• YOUR TASK: Reproduce exactly the lines below, starting with the line that contains "Expected: the pointer indicates a point on the clear" and ending with the last line of the records, both included, and nothing else.

* Begin INPUT ROWS *

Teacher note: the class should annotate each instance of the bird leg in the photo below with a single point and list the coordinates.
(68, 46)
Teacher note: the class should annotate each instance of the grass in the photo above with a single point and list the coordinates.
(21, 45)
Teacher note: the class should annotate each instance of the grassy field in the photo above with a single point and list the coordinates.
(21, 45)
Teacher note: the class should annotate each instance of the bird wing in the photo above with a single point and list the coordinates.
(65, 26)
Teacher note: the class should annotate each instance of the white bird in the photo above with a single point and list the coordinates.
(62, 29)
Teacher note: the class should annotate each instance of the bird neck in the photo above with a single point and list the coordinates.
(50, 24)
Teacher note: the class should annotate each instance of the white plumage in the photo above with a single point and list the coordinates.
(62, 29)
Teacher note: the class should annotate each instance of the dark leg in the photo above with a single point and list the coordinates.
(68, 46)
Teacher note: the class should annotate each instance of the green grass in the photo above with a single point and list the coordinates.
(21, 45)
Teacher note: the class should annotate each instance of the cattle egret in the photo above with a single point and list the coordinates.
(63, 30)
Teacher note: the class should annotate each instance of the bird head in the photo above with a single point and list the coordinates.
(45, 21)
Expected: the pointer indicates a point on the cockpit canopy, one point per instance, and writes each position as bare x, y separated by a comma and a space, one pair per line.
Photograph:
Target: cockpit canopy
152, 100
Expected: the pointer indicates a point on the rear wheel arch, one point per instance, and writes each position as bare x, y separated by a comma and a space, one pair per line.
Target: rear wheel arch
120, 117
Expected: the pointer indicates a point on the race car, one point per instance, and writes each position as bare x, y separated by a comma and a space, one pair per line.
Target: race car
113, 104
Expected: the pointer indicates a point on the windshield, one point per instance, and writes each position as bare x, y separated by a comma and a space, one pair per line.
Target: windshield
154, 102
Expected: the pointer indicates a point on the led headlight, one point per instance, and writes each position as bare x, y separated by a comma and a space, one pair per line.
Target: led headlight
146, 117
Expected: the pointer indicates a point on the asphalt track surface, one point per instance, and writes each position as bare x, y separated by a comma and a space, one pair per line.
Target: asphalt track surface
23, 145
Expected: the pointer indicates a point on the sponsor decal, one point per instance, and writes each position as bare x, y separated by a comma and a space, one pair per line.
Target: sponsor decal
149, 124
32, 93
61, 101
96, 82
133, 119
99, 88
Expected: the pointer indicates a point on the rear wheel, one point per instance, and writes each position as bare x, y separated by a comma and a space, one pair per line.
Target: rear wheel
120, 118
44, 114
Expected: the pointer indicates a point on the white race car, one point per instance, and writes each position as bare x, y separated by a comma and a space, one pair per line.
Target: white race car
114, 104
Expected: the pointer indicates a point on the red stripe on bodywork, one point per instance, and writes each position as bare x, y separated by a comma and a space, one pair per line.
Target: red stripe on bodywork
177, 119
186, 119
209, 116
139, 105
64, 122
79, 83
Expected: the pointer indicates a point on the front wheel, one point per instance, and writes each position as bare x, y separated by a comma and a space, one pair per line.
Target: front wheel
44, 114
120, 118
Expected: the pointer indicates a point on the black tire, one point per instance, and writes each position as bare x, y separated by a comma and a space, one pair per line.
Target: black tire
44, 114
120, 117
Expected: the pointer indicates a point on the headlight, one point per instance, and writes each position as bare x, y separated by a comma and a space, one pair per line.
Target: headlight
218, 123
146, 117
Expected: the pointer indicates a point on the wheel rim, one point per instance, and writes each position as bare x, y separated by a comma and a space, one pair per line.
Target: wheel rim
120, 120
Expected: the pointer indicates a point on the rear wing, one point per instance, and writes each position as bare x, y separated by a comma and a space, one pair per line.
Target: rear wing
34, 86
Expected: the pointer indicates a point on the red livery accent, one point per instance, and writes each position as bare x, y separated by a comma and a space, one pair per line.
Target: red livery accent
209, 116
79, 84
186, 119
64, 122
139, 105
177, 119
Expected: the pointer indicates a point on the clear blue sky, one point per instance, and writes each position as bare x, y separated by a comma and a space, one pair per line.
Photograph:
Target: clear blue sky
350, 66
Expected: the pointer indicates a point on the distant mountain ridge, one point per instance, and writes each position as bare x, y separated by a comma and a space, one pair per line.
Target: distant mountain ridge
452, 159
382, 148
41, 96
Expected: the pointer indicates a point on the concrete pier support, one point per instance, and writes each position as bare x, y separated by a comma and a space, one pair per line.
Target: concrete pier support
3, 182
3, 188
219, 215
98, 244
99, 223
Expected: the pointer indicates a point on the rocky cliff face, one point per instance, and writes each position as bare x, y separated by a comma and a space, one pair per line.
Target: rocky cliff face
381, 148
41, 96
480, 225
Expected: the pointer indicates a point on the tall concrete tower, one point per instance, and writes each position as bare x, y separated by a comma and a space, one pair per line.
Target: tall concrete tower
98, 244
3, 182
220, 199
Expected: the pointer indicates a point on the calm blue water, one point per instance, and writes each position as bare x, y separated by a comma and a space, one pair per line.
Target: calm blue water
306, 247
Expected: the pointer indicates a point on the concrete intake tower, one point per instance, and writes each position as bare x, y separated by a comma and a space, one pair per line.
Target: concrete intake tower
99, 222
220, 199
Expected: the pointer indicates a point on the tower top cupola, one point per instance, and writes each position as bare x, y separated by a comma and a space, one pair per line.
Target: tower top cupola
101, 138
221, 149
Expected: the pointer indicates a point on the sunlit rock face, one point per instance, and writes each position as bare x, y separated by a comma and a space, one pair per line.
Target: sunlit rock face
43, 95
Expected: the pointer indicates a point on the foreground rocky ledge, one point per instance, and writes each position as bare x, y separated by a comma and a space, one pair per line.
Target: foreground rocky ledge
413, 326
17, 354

* End INPUT ROWS *

• RESULT FOR THIS EXERCISE:
Expected: the pointer indicates a point on the clear blue sky, one point per instance, and writes each position as bare x, y separated by a comma and a space, one pair per line.
Photograph:
Target: clear blue sky
350, 66
Expected: the pointer indicates a point on the distant mountain ridge, one point per instance, and writes each position as bare x, y separated by a comma and a space, one pair per line.
Target: distant mountain ridge
452, 159
382, 148
41, 96
Expected: the pointer indicates a point on the concrete pier support, one point per instance, and writes each position as bare x, y separated by a comma and a space, one pair per line.
Target: concrete pier support
3, 182
3, 188
219, 215
98, 244
99, 223
Expected: the pointer indicates a point on the rocky cliff face, one point per instance, and writes each position as bare x, y separated by a comma and a space, one pair per line.
Target: rocky cliff face
381, 148
41, 96
480, 225
Expected: the pointer indicates a point on the tall concrete tower, one point per instance, and writes each position as bare x, y separated by a comma and a space, one pair per line.
Target: tall concrete tower
98, 244
3, 182
220, 199
Expected: the pointer indicates a point on the calm blue water, one point per instance, and writes each position as bare x, y separated by a comma and a space, one pair per line.
Target: calm blue water
306, 247
Expected: the pointer indicates a point on the concrete intake tower, one point per instance, and writes each position as bare x, y separated by a comma and a space, one pair per line.
Target: concrete intake tower
99, 222
220, 199
Expected: the pointer indicates a point on the tower top cupola, one point per instance, and writes each position as bare x, y separated by a comma and a space, one pair per line.
Target: tower top cupola
101, 138
221, 149
Expected: the pointer indicates a point on the sunlit rock face, one point per instance, and writes each position as bare x, y separated by a comma and a space, one pair per line.
Target: sunlit rock face
43, 95
Expected: the pointer indicates a point on the foreground rocky ledge, one point per instance, and writes each position as bare x, y separated by a comma and a space, one pair per line.
Target: foreground rocky ledge
413, 326
17, 354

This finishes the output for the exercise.